Detection annotation records:
* * * *

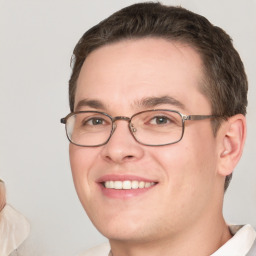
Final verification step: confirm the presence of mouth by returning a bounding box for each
[98,175,158,199]
[102,180,156,190]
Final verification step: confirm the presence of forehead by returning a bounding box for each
[75,38,210,113]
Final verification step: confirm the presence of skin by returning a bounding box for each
[70,38,245,256]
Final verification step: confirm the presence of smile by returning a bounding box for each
[103,180,156,190]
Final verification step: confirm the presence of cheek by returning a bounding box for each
[69,144,99,202]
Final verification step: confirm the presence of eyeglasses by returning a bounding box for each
[61,109,218,147]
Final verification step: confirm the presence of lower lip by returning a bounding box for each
[100,184,156,200]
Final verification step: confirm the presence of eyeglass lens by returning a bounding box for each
[66,110,183,146]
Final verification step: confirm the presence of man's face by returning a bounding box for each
[70,38,223,241]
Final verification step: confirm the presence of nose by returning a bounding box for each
[101,120,144,164]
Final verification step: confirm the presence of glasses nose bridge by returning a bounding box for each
[112,116,131,134]
[112,116,131,123]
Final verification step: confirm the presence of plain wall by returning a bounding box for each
[0,0,256,256]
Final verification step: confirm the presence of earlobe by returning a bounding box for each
[219,114,246,176]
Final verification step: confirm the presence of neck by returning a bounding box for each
[109,218,231,256]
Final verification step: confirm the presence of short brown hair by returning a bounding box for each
[69,3,248,189]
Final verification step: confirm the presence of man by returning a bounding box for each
[62,3,256,256]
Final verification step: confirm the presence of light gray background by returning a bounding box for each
[0,0,256,256]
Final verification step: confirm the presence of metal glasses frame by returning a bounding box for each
[60,109,220,147]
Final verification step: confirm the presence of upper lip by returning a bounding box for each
[96,174,157,183]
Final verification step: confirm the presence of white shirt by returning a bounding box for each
[0,204,30,256]
[79,225,256,256]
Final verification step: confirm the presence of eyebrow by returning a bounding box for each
[136,96,185,110]
[75,96,185,111]
[75,99,106,111]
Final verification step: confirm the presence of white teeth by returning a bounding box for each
[123,180,132,189]
[139,181,145,188]
[132,180,139,189]
[104,180,156,189]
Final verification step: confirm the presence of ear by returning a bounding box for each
[217,114,246,176]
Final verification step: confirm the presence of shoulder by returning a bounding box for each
[78,243,110,256]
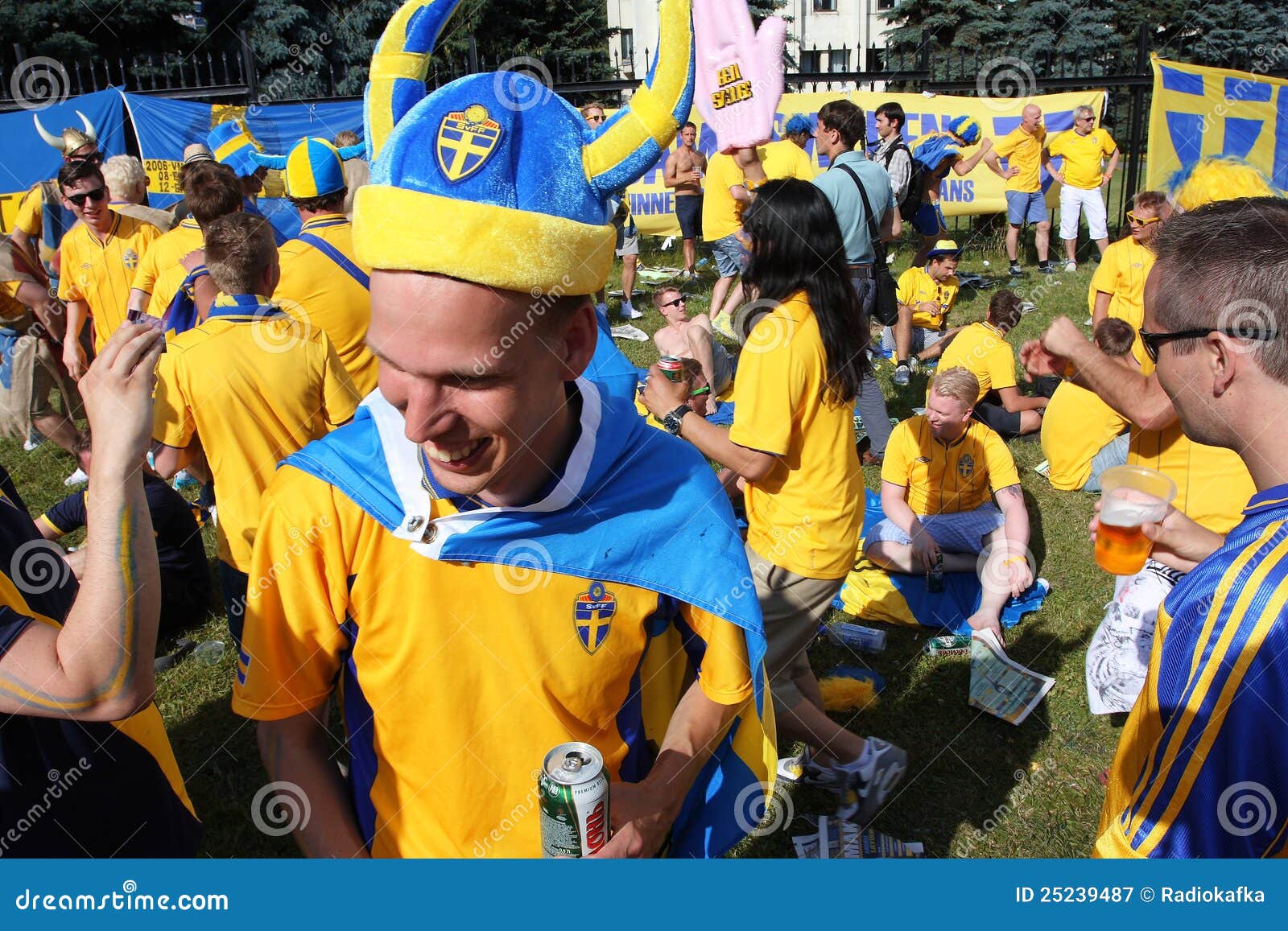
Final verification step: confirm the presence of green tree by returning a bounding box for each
[0,0,200,61]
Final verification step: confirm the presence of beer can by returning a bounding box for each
[828,624,885,653]
[537,743,609,856]
[657,356,684,381]
[921,633,970,657]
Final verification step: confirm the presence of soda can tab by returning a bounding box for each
[537,743,609,858]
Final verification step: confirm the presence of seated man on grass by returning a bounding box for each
[939,288,1054,439]
[863,367,1033,637]
[653,287,733,416]
[1042,317,1140,492]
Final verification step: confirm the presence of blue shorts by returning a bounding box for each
[863,501,1006,553]
[711,233,747,278]
[912,201,948,236]
[1006,191,1048,227]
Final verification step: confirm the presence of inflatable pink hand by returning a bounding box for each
[693,0,787,153]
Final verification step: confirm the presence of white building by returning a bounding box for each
[605,0,895,79]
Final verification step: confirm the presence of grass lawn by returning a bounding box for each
[0,222,1118,856]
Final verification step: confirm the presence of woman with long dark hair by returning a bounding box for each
[644,176,906,820]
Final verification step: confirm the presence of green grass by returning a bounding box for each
[0,224,1118,856]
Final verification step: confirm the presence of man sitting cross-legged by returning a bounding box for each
[863,367,1033,636]
[653,287,733,414]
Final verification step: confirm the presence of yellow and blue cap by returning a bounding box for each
[206,118,260,178]
[353,0,693,295]
[250,137,367,201]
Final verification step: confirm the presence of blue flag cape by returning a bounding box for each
[285,376,775,856]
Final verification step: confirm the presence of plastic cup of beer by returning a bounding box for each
[1096,465,1176,575]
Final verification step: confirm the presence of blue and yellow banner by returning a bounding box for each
[627,90,1105,236]
[1145,56,1288,189]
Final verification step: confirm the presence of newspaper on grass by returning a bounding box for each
[970,630,1055,723]
[792,815,926,860]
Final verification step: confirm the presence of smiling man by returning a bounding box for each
[233,0,777,856]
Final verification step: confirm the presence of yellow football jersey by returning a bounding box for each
[273,214,380,397]
[58,211,161,352]
[881,414,1020,515]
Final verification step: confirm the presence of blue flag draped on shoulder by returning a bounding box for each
[285,376,777,856]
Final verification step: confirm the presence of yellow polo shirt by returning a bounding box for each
[1127,421,1257,534]
[1047,129,1118,191]
[927,322,1015,401]
[895,266,961,330]
[993,126,1046,195]
[881,414,1020,517]
[152,294,359,572]
[130,216,206,317]
[1087,236,1154,375]
[58,211,161,352]
[273,214,380,397]
[729,292,863,579]
[1042,381,1129,492]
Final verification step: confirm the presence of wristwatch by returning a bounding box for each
[662,404,693,436]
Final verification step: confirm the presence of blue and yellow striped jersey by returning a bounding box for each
[1095,484,1288,858]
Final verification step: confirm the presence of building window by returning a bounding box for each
[621,30,635,73]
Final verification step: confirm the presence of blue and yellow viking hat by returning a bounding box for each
[354,0,693,295]
[206,118,259,178]
[250,137,367,201]
[945,116,979,146]
[1167,156,1284,210]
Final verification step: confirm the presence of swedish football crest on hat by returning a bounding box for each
[573,582,617,653]
[354,0,693,295]
[250,137,367,200]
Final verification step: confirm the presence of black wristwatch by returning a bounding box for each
[662,404,693,436]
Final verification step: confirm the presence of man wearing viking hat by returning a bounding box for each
[10,109,103,287]
[233,0,777,856]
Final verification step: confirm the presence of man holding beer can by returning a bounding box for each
[233,0,777,856]
[1092,189,1288,858]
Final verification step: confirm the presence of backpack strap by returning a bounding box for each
[295,233,371,291]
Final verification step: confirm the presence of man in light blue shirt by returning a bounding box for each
[814,101,903,465]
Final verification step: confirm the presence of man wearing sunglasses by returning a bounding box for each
[1095,197,1288,858]
[58,161,161,380]
[1087,191,1170,363]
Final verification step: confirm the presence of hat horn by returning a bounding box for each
[363,0,460,159]
[581,0,693,193]
[31,113,63,152]
[76,109,98,143]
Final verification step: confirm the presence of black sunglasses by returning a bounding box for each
[67,188,107,208]
[1138,327,1279,363]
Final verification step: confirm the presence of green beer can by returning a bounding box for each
[537,743,609,858]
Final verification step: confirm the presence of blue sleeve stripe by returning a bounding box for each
[1132,521,1288,849]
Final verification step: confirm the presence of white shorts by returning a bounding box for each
[1060,184,1109,240]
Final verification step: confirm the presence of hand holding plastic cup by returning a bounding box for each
[1096,465,1176,575]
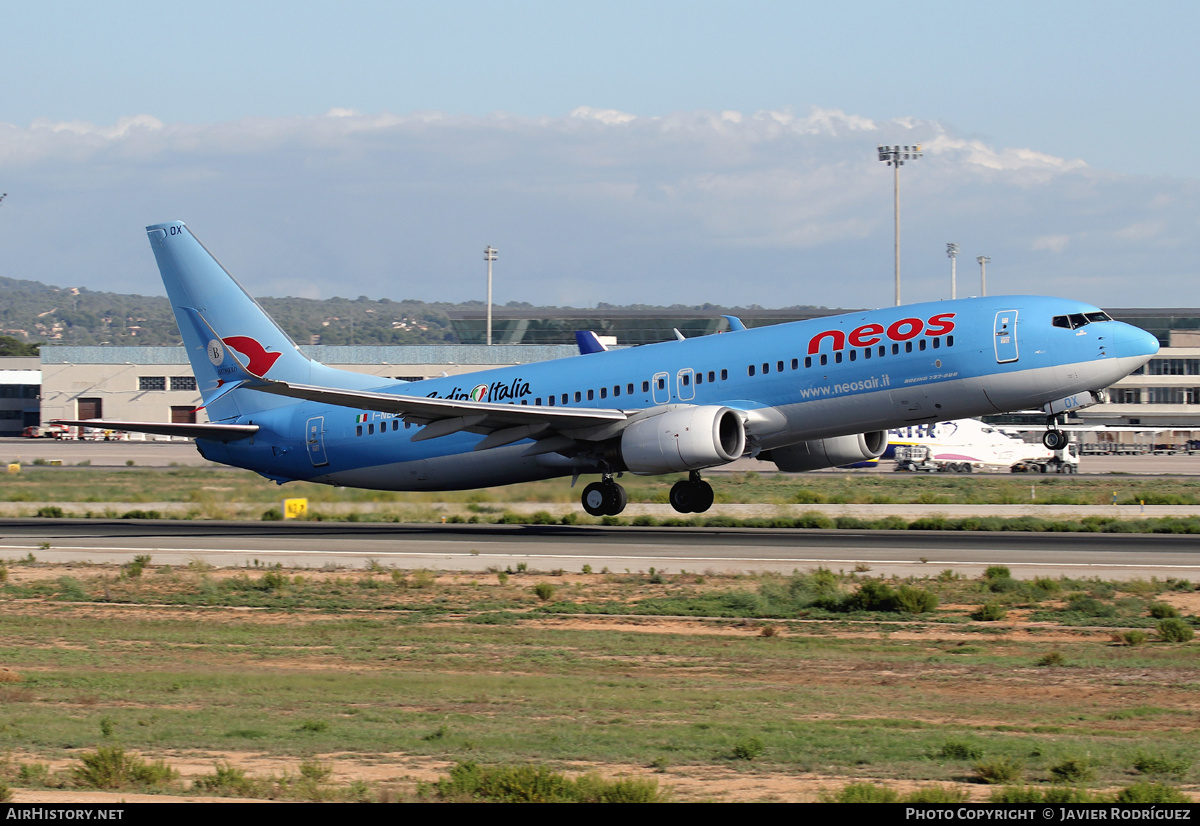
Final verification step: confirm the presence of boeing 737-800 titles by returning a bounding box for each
[54,221,1158,515]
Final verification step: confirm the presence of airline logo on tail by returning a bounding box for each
[223,336,283,376]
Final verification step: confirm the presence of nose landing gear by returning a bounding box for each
[1042,415,1070,450]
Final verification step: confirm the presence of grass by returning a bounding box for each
[7,467,1200,515]
[0,559,1200,800]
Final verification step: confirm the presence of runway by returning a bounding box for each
[0,519,1200,580]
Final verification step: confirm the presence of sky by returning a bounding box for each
[0,0,1200,307]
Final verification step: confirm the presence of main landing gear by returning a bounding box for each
[1042,415,1070,450]
[671,471,713,514]
[582,473,629,516]
[581,471,713,516]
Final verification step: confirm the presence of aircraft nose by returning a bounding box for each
[1114,323,1158,373]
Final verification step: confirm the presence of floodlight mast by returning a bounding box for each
[878,143,922,307]
[484,244,500,347]
[946,241,959,300]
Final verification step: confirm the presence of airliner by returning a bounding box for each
[51,221,1158,516]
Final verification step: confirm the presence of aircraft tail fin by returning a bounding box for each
[146,221,379,421]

* * * *

__Your task__: Reproduce the listing above, starting at its beginning and going on through the line that contains "[70,38,223,241]", with that line included. Leave the pictures out of your copy.

__Reply to the exercise__:
Final verification step: confirm the presence of mouth by returning a bounding box for each
[98,175,158,199]
[102,180,156,190]
Final verification step: confirm the presence of forehead by returning a bounding box for each
[75,38,210,113]
Final verification step: confirm the presence of skin by returning a bounding box for each
[70,38,245,256]
Final verification step: confirm the presence of smile by returning a bounding box for each
[103,180,156,190]
Final verification step: confirm the presence of cheek by returning a bounding box for each
[69,144,99,202]
Final verification step: confirm the presence of eyeglasses by returning a bounding box for each
[61,109,218,147]
Final verification step: confirm the presence of lower lip by returning a bounding box for each
[100,184,156,200]
Final verification step: confirm the presence of eyeglass lens by returning a bounding box for each
[66,110,183,146]
Final verification step: confirm the presence of man's face by returning a bounding box for each
[70,38,223,241]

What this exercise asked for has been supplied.